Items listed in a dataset
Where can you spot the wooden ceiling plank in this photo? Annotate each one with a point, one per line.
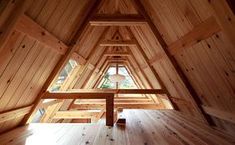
(124, 106)
(201, 32)
(12, 114)
(8, 27)
(29, 27)
(75, 114)
(117, 43)
(85, 21)
(220, 114)
(196, 102)
(80, 59)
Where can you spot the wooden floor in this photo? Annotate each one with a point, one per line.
(143, 127)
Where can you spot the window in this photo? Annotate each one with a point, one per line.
(64, 74)
(128, 83)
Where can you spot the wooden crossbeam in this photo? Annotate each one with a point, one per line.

▸ **Activity**
Pictures are to be omitted; set down the rest of the entries exactly as given.

▸ **Solution**
Where can you spot the wooden ceiling plank in this photo? Annotate each one with a point, one per line.
(124, 106)
(201, 32)
(12, 114)
(8, 27)
(29, 27)
(75, 114)
(117, 43)
(85, 21)
(220, 114)
(196, 102)
(80, 59)
Where can you spot the wooden floor in this photo? Annotate each one with a point, one per line.
(143, 127)
Where can you spot the window in this photo? Annotate each one with a point, one per line.
(64, 74)
(128, 83)
Where can you spot the wooden crossbeam in this photo? Annotate each one with a point, one per line.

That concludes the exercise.